• _What you have to do_
Set out the lines of the listing from the one containing "Task: point: the terracotta roof" through the last line of the listing, inclusive, as a JSON list of strings with one string per line and blank lines omitted. Leave the pictures out.
---------- Data extract
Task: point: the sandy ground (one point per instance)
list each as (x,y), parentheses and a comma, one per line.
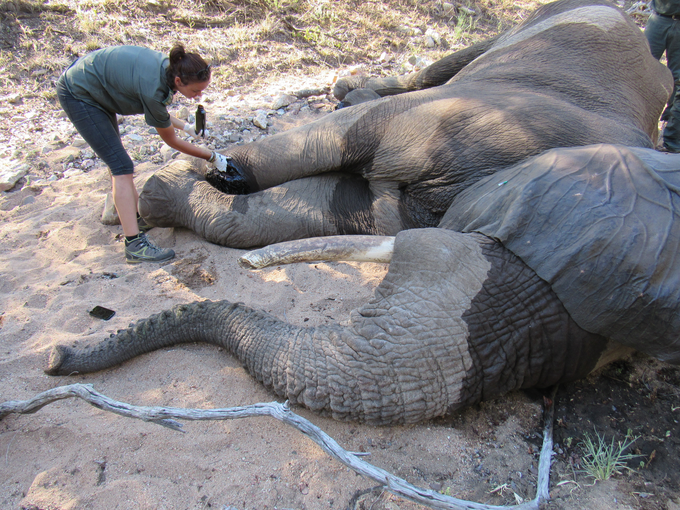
(57,261)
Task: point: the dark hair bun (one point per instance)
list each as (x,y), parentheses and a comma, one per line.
(177,53)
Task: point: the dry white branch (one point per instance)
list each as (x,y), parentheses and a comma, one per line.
(166,416)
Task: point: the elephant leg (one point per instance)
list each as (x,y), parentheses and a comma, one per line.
(436,74)
(331,204)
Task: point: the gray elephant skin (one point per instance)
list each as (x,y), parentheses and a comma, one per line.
(536,228)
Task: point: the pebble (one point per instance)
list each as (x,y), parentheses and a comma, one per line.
(283,100)
(10,172)
(260,120)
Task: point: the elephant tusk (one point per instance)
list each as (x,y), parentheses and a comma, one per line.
(332,248)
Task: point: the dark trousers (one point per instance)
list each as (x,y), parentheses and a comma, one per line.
(98,128)
(663,35)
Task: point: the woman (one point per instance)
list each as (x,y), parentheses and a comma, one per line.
(128,80)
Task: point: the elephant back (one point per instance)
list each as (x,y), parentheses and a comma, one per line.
(600,224)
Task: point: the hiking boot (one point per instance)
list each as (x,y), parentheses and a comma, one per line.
(143,249)
(143,225)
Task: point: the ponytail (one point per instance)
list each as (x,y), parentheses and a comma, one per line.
(190,67)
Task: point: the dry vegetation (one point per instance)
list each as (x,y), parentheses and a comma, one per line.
(247,40)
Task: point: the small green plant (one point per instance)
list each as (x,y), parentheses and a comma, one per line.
(601,459)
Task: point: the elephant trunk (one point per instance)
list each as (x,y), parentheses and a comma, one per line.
(195,322)
(330,370)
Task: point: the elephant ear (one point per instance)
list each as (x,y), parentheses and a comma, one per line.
(600,224)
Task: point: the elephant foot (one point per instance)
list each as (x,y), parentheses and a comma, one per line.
(231,181)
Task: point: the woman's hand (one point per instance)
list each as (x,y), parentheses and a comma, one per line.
(219,161)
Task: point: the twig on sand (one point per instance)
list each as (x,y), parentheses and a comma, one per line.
(166,416)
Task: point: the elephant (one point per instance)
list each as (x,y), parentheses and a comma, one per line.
(576,72)
(534,228)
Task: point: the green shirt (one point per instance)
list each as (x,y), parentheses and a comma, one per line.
(126,80)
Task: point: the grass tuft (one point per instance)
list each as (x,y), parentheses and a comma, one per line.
(601,460)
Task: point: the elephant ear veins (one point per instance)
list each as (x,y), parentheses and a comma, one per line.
(417,315)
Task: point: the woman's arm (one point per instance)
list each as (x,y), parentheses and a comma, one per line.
(169,136)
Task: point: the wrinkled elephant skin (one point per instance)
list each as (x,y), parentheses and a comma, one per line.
(536,229)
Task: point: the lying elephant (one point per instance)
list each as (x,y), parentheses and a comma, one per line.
(538,275)
(576,72)
(545,265)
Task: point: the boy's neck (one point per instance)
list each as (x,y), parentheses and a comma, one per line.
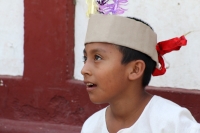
(124,108)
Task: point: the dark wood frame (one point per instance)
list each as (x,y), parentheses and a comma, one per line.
(47,92)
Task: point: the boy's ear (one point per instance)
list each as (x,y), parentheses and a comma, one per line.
(136,69)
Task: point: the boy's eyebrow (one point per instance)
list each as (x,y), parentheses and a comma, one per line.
(94,50)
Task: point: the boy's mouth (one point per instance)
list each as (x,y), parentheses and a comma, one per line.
(90,85)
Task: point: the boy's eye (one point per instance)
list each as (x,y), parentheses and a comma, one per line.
(97,57)
(84,58)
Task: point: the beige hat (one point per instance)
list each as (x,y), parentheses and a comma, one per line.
(124,32)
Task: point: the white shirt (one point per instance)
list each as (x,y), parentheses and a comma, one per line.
(159,116)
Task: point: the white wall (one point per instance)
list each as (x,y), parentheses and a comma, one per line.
(168,19)
(11,37)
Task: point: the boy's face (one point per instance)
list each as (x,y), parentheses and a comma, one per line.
(104,75)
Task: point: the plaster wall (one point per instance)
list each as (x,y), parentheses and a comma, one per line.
(168,19)
(11,37)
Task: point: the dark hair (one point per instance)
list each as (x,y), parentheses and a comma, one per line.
(131,55)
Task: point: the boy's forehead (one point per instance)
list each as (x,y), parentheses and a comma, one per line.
(122,31)
(99,47)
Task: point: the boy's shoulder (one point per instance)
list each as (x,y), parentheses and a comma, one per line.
(167,116)
(159,115)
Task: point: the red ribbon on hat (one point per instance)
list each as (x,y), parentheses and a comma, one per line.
(166,47)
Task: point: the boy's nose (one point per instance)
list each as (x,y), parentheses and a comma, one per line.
(85,70)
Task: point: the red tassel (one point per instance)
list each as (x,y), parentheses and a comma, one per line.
(165,47)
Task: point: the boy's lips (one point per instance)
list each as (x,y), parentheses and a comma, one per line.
(90,86)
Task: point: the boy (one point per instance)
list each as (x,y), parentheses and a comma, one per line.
(120,56)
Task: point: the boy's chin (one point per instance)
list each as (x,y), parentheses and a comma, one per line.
(97,101)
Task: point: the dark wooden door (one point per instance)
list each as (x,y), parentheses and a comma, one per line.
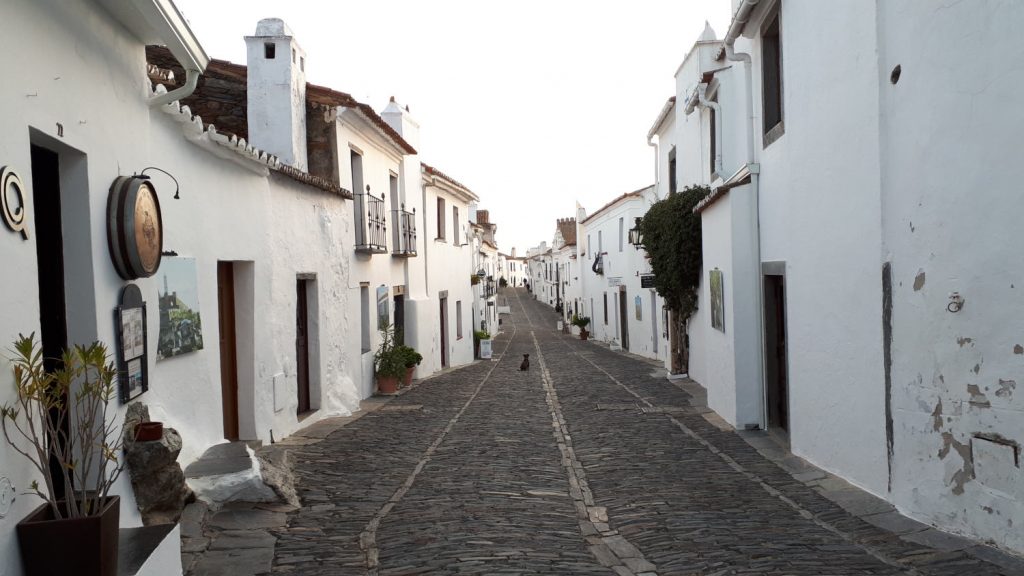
(302,345)
(776,393)
(624,319)
(399,319)
(49,259)
(228,350)
(444,359)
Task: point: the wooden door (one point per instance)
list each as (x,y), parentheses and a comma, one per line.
(776,393)
(50,271)
(444,359)
(228,350)
(302,344)
(624,318)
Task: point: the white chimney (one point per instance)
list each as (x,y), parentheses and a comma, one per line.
(401,121)
(278,92)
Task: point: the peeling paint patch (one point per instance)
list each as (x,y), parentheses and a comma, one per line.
(978,398)
(919,281)
(966,474)
(1006,388)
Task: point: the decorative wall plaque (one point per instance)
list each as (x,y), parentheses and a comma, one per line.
(132,354)
(11,189)
(134,228)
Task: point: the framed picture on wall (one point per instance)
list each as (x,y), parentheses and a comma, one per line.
(717,300)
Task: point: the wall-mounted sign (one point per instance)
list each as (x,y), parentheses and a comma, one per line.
(12,204)
(180,324)
(717,300)
(134,228)
(383,314)
(133,363)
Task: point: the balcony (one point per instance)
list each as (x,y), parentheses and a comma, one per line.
(404,233)
(371,223)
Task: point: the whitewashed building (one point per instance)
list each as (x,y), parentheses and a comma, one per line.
(485,269)
(616,289)
(449,264)
(254,245)
(840,159)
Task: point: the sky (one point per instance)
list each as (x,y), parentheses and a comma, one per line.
(534,105)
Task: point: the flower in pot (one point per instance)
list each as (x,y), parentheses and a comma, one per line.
(58,422)
(389,362)
(477,336)
(413,359)
(582,322)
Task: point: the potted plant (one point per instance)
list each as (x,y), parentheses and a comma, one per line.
(412,360)
(582,322)
(477,336)
(389,362)
(58,422)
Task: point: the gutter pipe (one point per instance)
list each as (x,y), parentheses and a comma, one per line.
(192,80)
(739,21)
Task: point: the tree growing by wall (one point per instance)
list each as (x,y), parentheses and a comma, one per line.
(671,236)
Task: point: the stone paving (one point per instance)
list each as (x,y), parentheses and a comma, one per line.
(591,462)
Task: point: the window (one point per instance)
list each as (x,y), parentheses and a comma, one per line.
(771,79)
(672,170)
(455,225)
(440,218)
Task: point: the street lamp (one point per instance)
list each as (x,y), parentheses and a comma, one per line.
(636,239)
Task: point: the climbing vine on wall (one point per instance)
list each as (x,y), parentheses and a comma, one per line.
(671,235)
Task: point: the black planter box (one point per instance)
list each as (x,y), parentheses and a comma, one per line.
(83,546)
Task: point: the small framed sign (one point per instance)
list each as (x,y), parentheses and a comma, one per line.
(132,353)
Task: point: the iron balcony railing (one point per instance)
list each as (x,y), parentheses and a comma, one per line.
(371,223)
(404,233)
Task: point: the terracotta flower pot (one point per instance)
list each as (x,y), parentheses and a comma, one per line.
(85,546)
(148,432)
(387,384)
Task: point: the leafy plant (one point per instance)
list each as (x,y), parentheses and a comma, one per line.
(389,360)
(671,235)
(412,358)
(62,416)
(581,321)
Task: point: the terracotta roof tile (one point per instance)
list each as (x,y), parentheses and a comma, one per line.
(221,96)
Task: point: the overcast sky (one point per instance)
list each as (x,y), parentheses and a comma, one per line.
(534,105)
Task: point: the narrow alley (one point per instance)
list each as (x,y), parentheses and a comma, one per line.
(589,462)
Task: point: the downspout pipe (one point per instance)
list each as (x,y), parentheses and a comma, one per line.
(739,21)
(705,103)
(192,80)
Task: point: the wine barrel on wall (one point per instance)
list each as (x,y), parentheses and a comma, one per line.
(134,228)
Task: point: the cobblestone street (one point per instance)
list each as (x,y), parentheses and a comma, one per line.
(590,462)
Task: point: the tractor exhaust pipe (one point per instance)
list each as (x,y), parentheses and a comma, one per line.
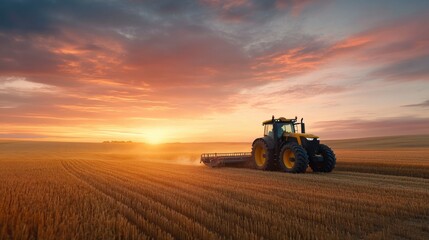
(302,125)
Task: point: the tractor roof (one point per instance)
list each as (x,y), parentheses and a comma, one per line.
(281,119)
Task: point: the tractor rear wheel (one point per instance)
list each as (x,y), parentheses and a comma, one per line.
(293,158)
(329,160)
(262,156)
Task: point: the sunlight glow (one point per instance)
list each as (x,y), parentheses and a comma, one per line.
(155,136)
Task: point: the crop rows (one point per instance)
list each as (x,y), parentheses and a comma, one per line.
(119,196)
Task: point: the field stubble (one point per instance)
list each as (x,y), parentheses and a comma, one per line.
(87,191)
--------------------
• _Written reply_
[
  "Task: point: the terracotta roof tile (one point per instance)",
  "list each as (x,y), parentheses and a comma, one per line.",
  "(221,96)",
  "Task: point: the overcast sky (one point per instance)",
  "list each as (x,y), parentheses and a comma, one per line.",
  "(534,105)",
  "Task: point: the narrow alley (one point per instance)",
  "list each as (x,y), parentheses and a comma, one per line.",
  "(589,462)",
  "Task: point: the downspout pipe (one point per instance)",
  "list each as (x,y), parentheses and a comma, one per line.",
  "(739,21)",
  "(705,103)",
  "(192,80)",
  "Task: point: the wine barrel on wall (one point per instance)",
  "list each as (x,y), parentheses and a comma, one per line.",
  "(134,228)",
  "Task: point: the cobblestone street (one point per instance)",
  "list each as (x,y), parentheses and a comma, one per line.",
  "(590,462)",
  "Task: point: the tractor exhaust pipe (one point per instance)",
  "list each as (x,y), parentheses and a comma, one per line.",
  "(302,125)",
  "Task: point: the tractor roof (one point per instance)",
  "list each as (x,y), parentheses and a comma, one per line.",
  "(281,119)",
  "Task: point: the tractor rear wheel (one point per instance)",
  "list each as (x,y), parentheses and a comma, one per line.",
  "(293,158)",
  "(329,160)",
  "(262,156)",
  "Task: point: the sunlight glow (one point per instance)",
  "list each as (x,y), parentheses and a comma, one per line.",
  "(155,136)",
  "Task: point: the crop rows (one point per instance)",
  "list each as (x,y), parentheses and a comma, one per line.",
  "(119,196)",
  "Task: point: the field stubble (one point per instance)",
  "list each as (x,y), parentheses and a comma, one per line.",
  "(87,191)"
]